## Quoted passage
■ ■ ■ ■ ■

#$&*
Phy 202
Your 'measuring atmospheric pressure' report has been received. Scroll down through the document to see any comments I might have inserted, and my final comment at the end.
** Measuring Atmospheric Pressure_labelMessages **
There is no text box below to submit work.
** Measuring Atmospheric Pressure_labelMessages **
Be very sure to keep a copy of your data for this experiment, since you will probably be using it in
Part 2. It is recommended that you keep a word-processing document open, copy this document into that
document, and copy any data you put into these boxes in the appropriate place in that document. That
document can then be used as a course from which you can easily access the necessary data to copy into
the data processing program.
Your setup for the preceding experiment Raising Water in a Vertical Tube included a vertical tube, with
terminating caps on the other two tubes. You will use the vertical tube again in this experiment.
Your kit included two bottlecaps connected by a long tube. The long tube is to be used as a vertical
tube, as in the previous experiment.
Each bottlecap has three tubes. One is a short tube; its intended use is to release pressure in the
system when and if this becomes necessary. The third is fairly long. This tube is to be used as a
'pressure tube'.
First fill the 'pressure tube' with water. You can do this in any way you wish. One way:
The easiest way to do this is to temporarily disconnect the vertical tube and replace it with the new
tube, so that when you squeeze the container you can fill the new tube. Add water to the container
until it is nearly full, then screw on the bottlecap.

■ ■ ■ ■ ■

## Rows
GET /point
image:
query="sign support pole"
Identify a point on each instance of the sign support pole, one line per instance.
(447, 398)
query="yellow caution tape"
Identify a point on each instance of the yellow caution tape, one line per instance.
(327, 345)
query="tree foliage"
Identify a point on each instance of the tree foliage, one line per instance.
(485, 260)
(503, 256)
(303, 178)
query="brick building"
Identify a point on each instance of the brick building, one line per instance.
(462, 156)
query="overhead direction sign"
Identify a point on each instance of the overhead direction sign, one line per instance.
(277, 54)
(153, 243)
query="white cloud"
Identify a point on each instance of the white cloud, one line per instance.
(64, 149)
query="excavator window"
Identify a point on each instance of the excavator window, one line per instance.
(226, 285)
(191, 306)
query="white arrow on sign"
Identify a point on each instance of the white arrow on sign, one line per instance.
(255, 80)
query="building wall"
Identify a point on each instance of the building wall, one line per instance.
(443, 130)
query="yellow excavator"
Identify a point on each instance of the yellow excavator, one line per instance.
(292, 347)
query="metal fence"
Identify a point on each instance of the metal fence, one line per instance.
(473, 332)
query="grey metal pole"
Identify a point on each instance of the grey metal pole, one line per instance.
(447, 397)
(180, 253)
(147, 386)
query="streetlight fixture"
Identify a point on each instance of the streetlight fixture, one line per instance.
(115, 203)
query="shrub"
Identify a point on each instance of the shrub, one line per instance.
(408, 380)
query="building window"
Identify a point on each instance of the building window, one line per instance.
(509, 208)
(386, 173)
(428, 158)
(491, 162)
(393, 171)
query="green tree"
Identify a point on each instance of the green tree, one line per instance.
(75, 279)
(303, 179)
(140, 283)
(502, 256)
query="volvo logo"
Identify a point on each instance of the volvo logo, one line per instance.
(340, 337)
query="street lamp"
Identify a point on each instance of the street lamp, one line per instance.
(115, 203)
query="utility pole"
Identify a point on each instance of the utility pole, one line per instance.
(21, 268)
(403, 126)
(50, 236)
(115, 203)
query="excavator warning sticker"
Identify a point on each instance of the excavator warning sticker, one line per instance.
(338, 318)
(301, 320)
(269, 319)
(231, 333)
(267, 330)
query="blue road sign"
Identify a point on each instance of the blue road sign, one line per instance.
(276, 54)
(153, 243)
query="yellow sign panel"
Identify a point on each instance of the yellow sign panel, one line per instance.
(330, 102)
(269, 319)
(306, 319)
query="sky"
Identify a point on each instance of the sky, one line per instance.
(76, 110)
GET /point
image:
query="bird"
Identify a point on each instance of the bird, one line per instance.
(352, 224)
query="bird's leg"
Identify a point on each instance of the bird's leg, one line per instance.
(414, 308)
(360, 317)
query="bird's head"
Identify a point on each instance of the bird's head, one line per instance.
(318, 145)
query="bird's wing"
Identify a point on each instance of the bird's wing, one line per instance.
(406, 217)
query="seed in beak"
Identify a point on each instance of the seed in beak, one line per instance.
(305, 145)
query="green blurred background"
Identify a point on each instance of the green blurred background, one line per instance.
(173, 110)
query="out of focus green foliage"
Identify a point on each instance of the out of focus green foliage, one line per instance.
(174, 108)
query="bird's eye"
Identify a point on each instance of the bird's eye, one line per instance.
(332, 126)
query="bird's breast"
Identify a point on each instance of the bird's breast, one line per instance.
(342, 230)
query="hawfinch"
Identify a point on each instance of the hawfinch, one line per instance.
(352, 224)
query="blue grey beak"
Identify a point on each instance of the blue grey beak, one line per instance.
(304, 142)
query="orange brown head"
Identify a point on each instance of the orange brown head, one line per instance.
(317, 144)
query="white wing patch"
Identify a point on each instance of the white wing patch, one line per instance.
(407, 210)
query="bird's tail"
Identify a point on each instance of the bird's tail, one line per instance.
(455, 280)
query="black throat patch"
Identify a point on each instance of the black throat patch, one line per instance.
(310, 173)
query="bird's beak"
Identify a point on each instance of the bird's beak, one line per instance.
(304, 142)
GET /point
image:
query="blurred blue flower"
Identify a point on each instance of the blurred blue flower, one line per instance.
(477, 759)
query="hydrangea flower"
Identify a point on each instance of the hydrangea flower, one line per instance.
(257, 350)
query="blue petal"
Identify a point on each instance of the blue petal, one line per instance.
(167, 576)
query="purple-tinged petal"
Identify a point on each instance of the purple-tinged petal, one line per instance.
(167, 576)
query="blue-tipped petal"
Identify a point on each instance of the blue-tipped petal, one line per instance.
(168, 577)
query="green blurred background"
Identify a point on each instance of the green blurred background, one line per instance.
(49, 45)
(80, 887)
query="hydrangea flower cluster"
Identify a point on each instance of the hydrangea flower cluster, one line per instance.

■ ■ ■ ■ ■

## Exercises
1. Please translate this sentence from the atmospheric pressure lab instructions into Spanish: "You will use the vertical tube again in this experiment."
2. Reproduce the part of the atmospheric pressure lab instructions starting with "First fill the" and going on through "on the bottlecap.".

## Responses to the tasks
1. Volverá a usar el tubo vertical en este experimento.

2.
First fill the 'pressure tube' with water. You can do this in any way you wish. One way:
The easiest way to do this is to temporarily disconnect the vertical tube and replace it with the new
tube, so that when you squeeze the container you can fill the new tube. Add water to the container
until it is nearly full, then screw on the bottlecap.